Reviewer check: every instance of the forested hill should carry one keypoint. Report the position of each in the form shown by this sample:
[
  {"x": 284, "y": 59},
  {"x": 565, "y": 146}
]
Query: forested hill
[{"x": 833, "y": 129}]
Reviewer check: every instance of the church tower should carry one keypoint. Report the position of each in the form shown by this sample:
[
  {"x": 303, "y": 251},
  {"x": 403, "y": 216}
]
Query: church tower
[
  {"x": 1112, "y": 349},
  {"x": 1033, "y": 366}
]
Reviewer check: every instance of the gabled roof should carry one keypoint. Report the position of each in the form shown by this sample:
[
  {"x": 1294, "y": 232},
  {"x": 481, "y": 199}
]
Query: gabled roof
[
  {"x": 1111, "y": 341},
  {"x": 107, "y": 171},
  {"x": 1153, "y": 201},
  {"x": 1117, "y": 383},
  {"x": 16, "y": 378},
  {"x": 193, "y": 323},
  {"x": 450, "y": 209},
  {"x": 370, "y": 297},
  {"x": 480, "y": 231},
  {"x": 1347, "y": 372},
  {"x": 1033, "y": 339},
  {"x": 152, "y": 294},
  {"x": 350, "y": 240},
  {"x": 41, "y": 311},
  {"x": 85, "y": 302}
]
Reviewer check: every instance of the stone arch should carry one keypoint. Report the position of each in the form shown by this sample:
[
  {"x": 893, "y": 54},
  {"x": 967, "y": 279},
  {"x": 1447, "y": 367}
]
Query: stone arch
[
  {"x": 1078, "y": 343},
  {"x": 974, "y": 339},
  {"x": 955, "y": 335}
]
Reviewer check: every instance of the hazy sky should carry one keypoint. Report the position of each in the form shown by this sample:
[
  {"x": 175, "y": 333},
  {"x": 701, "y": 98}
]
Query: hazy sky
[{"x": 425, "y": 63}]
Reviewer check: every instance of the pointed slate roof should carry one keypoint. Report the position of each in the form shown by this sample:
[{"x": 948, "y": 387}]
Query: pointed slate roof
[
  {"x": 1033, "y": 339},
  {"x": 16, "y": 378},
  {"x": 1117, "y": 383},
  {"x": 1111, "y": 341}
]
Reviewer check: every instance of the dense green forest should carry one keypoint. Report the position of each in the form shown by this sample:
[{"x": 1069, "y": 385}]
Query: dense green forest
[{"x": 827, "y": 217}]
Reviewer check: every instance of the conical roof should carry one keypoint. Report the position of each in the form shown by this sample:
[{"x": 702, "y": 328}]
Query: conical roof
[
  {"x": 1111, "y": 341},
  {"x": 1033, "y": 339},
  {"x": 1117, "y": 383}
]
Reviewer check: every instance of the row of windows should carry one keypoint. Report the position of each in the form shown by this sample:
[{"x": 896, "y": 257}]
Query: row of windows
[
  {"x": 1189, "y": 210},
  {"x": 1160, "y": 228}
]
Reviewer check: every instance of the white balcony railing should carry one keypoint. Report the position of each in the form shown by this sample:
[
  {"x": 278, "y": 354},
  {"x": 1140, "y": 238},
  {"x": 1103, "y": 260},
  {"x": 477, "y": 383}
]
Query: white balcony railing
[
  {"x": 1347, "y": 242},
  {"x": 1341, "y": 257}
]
════════════════════
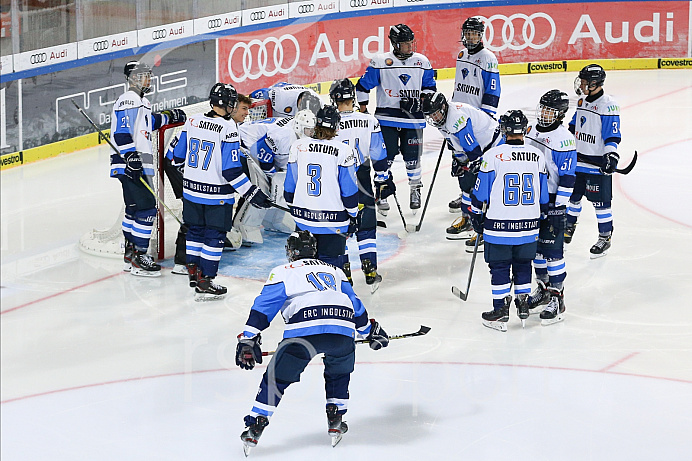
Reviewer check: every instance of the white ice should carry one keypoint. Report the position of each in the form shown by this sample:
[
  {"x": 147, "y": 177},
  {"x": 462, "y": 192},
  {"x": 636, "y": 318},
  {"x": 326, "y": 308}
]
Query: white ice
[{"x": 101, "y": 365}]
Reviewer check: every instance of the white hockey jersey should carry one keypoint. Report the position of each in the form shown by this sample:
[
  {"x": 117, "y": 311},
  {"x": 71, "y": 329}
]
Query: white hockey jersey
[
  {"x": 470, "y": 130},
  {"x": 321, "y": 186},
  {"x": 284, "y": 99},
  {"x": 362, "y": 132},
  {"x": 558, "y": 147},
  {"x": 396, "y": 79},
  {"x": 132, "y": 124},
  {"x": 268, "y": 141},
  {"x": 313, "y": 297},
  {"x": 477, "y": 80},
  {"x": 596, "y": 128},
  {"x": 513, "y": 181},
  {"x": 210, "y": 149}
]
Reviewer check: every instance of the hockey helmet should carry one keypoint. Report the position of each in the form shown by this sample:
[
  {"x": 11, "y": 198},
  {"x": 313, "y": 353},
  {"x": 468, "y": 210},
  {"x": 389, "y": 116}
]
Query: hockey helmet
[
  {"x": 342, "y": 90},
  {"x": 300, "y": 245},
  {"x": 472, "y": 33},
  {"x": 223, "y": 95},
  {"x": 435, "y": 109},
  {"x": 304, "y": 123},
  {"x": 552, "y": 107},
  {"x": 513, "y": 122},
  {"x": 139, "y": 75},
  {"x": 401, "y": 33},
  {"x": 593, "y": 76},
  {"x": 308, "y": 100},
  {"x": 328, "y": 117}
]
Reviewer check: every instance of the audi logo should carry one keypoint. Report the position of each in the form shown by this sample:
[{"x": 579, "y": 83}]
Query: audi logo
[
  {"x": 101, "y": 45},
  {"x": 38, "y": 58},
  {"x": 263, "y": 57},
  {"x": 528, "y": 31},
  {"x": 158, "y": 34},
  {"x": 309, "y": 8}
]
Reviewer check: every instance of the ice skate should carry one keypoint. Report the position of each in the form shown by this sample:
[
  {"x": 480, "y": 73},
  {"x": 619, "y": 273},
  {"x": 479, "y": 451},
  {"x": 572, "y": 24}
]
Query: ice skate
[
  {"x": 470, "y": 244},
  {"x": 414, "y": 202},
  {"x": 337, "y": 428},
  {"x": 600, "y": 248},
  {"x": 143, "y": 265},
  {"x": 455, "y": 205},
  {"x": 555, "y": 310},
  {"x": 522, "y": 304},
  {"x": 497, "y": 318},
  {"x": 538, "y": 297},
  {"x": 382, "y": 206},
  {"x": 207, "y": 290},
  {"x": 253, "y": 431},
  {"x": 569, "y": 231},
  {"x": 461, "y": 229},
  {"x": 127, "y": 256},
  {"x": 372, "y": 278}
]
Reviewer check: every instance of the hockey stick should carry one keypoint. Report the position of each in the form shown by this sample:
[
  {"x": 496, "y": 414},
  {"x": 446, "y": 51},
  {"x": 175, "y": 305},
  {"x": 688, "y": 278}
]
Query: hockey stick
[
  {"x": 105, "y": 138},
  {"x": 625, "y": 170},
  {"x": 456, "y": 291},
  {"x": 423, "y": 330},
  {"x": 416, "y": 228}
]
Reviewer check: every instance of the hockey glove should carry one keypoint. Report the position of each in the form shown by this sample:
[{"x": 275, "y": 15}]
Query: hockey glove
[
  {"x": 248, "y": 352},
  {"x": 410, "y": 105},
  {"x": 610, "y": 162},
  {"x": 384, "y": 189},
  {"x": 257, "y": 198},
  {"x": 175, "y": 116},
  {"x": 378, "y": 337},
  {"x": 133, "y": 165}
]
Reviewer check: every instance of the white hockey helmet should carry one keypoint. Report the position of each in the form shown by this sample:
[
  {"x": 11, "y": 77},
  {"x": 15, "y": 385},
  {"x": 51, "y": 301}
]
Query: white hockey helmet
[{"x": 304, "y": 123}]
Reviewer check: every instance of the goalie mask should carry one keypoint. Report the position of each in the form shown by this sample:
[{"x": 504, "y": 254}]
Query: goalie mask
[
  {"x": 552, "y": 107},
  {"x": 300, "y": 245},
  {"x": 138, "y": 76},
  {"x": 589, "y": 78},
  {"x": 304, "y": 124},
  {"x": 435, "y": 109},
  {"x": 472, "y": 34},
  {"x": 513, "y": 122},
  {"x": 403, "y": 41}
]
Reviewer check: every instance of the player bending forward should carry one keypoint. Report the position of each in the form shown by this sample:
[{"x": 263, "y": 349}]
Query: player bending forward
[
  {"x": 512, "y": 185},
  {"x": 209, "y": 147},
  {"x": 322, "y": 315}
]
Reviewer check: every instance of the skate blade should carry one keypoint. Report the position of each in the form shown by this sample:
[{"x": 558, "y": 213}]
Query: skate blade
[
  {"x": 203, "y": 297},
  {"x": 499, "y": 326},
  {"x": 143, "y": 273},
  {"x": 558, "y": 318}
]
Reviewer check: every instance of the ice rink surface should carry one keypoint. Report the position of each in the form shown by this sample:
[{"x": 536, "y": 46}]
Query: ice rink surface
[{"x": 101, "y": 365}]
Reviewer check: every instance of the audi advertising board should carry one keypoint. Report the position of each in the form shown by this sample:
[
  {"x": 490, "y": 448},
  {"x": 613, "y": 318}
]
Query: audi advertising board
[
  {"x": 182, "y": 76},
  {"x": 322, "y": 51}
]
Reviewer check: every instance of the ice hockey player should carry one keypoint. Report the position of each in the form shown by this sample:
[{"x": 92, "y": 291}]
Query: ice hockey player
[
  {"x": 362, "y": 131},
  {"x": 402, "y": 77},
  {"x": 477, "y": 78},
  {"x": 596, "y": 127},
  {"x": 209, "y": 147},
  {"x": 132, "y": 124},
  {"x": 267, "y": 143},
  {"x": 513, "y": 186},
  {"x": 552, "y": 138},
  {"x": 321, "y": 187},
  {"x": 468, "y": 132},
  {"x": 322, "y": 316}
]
════════════════════
Within the material above, the line with "Reviewer check: every instance of the forested" opens the range and the line with "Reviewer check: every instance of the church" closes it; reproduce that range word for word.

Reviewer check: every instance of the forested hill should carry one keypoint. Report the position of each in the form shown by this sample:
[
  {"x": 284, "y": 59},
  {"x": 565, "y": 146}
]
Query: forested hill
[{"x": 833, "y": 129}]
Reviewer check: every instance of the church tower should carry one keypoint. Report the position of each in the form shown by this sample:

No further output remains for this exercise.